— Work to be completed —
Can you extend the commentary on mobile devices and driving bans, picking up right after its final sentence?

======== Extract provided

Armed with a PDA & dangerous

(Photo courtesty of Reuters)
It’s a good thing Gertrude Stein never said, “A phone is a phone is a phone.”
 
Clearly, these days, her tautology would be a disconnect, received like a dropped call. The mobile devices we’re so dependent on, attached like an extension of our brains, are so much more. Ultimately, these Swiss Army Knife-like gadgets allow everything to be knowable.
 
But while the smooth, mirrored glass on an iPhone presents a cyber-world, a fun-house from which anyone can observe all the YouTube videos, Facebook updates, Tweets and apps, ad infinitum at an instant—when blended with the speed of driving, it’s enough to send a person careening through the glass of a car windshield onto the hard, real world pavement.
 
Reconciling the two worlds these newfangled lenses open up, will take some discipline, growing pains and if the NTSB has its way, regulation. This past week, in the U.S., the National Transportation Safety Board recommended that every state ban the use of mobile devices in automobiles. That includes hands-free devices too. No texting, no phoning, no nothin’.
 
23 countries including England, Italy, Switzerland, Hungary, Israel and Japan, have enacted handheld cell phone bans while driving.

================
======== Data segment

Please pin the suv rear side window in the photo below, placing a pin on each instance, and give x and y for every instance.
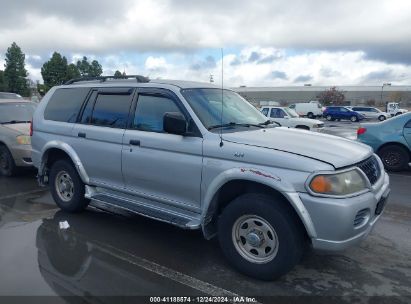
(111, 110)
(65, 104)
(150, 111)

================

— Expected answer —
In the U.S., nine states and D.C. prohibit all driversfrom using handheld cell phones while driving. Except for Maryland, all laws are primary enforcement—an officer may cite a driver for using a handheld cell phone without any other traffic offense taking place. As for Text Messaging: 35 states and D.C ban text messaging for all drivers. 
 
Clear as a lens from the Bareket observatory, the aim of these laws make sense.
 
For it’s all too common a phenomenon to look over, behind or in front and see a fellow commuter juggling the wheel, their coffee mug and their lifeline to the Internet, and want to honk a wake-up call so they get back to reality.
 
Yet, he who is without fingers may cast the first PDA out the window.
 
The challenge is, if these apparatuses are becoming extensions of us, providing guidance on how we live, shop, work and play, then how conceivable is it that we can actually exist sans contraption?
 
After all, we live in a world where media, cannot not be found. We’ve become so accustomed to it always there, always on, that we reference it before we even look to the reality it’s supposed to be displaying. The postmodern philosopher, Jean Baudrillard described this brave new world as hypereality or as a map so detailed that it ends up taking the place of that which it is referencing. By the way, he wrote about this long before there were Garmin GPS devices loaded in every car.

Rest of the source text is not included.